**** RECORDS SUPPLIED ****

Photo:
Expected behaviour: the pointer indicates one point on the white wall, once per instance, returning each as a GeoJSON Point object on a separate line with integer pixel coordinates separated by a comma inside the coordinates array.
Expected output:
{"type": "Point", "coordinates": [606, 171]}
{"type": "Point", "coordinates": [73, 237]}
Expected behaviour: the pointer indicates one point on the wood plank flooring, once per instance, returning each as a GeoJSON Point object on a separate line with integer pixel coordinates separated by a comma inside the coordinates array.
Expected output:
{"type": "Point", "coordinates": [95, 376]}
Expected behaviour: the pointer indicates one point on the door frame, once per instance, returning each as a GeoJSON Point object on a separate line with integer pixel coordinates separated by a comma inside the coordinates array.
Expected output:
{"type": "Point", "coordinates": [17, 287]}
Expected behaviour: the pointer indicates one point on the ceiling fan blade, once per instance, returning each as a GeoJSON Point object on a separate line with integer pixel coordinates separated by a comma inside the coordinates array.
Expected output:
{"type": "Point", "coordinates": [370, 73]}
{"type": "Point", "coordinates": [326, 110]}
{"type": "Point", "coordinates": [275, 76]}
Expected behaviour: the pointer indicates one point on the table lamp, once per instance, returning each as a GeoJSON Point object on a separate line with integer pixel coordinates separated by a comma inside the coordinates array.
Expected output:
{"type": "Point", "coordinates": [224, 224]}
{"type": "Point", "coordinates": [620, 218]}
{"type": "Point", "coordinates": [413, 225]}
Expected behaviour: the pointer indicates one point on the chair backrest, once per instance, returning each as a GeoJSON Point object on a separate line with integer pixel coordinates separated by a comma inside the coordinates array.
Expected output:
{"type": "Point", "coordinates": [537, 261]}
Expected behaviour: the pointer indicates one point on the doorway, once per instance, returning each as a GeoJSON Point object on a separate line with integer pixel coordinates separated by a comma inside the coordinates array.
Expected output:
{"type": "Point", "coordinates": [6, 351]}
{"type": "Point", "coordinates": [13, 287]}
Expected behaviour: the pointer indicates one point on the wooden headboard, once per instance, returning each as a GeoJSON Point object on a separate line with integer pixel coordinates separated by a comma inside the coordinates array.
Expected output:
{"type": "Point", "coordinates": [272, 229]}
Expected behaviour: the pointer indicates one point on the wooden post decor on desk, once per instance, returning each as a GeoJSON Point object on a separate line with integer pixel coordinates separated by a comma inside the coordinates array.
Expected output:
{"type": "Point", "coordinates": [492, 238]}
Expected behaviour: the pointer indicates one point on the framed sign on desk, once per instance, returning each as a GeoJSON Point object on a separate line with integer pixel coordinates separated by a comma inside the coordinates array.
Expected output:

****

_THE REQUEST_. Reproduce all of the entries above word for word, without changing a single character.

_RESPONSE TO THIS TASK_.
Photo:
Expected behaviour: the pointer indicates one point on the white wall, once per instance, returning each as a GeoJSON Point object on a separate line with integer pixel coordinates separated by a comma inside the coordinates array.
Expected output:
{"type": "Point", "coordinates": [606, 171]}
{"type": "Point", "coordinates": [73, 237]}
Expected behaviour: the pointer indicates one point on the wood plank flooring, once per instance, returning each as a GeoJSON Point object on a separate line with integer pixel coordinates separated by a comma inside the coordinates array.
Expected output:
{"type": "Point", "coordinates": [95, 376]}
Expected behaviour: the pointer indicates one point on the door frame, once per instance, returning each as a GeoJSON Point object on a separate line with integer pixel coordinates separated by a comma inside the coordinates array.
Expected output:
{"type": "Point", "coordinates": [17, 287]}
Expected behaviour: the pointer indicates one point on the ceiling fan blade, once per instance, returning each as a GeoJSON Point object on a separate line with integer pixel coordinates separated by a comma inside the coordinates array.
Expected output:
{"type": "Point", "coordinates": [370, 73]}
{"type": "Point", "coordinates": [326, 110]}
{"type": "Point", "coordinates": [275, 76]}
Expected behaviour: the pointer indicates one point on the table lamp, once per instance, returning each as a GeoJSON Point object on a separate line with integer pixel coordinates separated by a comma inside the coordinates array.
Expected output:
{"type": "Point", "coordinates": [224, 224]}
{"type": "Point", "coordinates": [620, 218]}
{"type": "Point", "coordinates": [413, 225]}
Expected behaviour: the pointer indicates one point on the chair backrest, once per instance, returning each as a GeoJSON Point object on a separate line with integer pixel coordinates separated by a comma inside the coordinates array.
Expected output:
{"type": "Point", "coordinates": [537, 261]}
Expected behaviour: the pointer indicates one point on the doorway, once per instance, returning each as a GeoJSON Point object on a separate line with integer pixel coordinates separated by a comma inside the coordinates array.
Expected output:
{"type": "Point", "coordinates": [6, 351]}
{"type": "Point", "coordinates": [13, 287]}
Expected behaviour: the pointer indicates one point on the wooden headboard, once per instance, returning each as a GeoJSON Point object on a separate line with integer pixel coordinates separated by a comma inside the coordinates array.
Expected output:
{"type": "Point", "coordinates": [272, 229]}
Expected behaviour: the pointer indicates one point on the wooden post decor on desk, once per instance, returning each as a GeoJSON Point object on a separate line with integer pixel coordinates separated by a comma inside the coordinates array.
Expected output:
{"type": "Point", "coordinates": [492, 238]}
Expected behaviour: the pointer indicates one point on the framed sign on desk, once per instance, returning each as a GeoJSON Point object on a separate line with integer pixel coordinates separated by a comma inside the coordinates array.
Expected output:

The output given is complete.